### Source material
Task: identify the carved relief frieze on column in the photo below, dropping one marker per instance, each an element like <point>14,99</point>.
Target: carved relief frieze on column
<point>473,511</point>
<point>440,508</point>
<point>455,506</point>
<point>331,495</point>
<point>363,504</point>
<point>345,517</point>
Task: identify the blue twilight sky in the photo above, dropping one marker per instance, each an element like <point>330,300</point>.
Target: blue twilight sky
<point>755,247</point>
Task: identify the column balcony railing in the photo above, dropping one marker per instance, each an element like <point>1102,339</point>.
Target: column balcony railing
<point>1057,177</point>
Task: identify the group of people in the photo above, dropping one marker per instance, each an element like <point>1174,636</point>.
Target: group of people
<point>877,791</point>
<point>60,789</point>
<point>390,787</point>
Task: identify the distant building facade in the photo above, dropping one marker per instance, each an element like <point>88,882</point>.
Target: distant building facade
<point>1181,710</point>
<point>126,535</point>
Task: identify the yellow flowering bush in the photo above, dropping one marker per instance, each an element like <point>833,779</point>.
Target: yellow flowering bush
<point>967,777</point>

### Task objective
Every entry should be retyped exactly as shown.

### Task output
Task: identify the carved relief frieze on column in the photo below, dropping one marker per instance, each an element like <point>14,99</point>.
Target: carved relief frieze on column
<point>473,511</point>
<point>440,508</point>
<point>455,506</point>
<point>331,495</point>
<point>363,504</point>
<point>345,517</point>
Task: identify the blue twilight sky in the photo above, dropping one marker per instance, each an element like <point>330,300</point>.
Target: blue twilight sky
<point>755,247</point>
Task: identify the column balcony railing in the photo above, dropping one marker per instance, each an element like <point>1102,339</point>.
Target: column balcony railing
<point>1057,177</point>
Task: identify the group of people in the photo above, dropping one marker per instance, each an element like <point>1174,636</point>.
Target: group of people
<point>877,791</point>
<point>60,789</point>
<point>390,787</point>
Task: identify the distant building facade in the photo above, dropping one marker per instance, each an element like <point>88,882</point>.
Target: distant building facade
<point>1181,710</point>
<point>126,535</point>
Task: identify the yellow flowering bush in the photo above, dropping one marker per instance, each an element like <point>833,779</point>.
Target: yellow flowering bush
<point>967,777</point>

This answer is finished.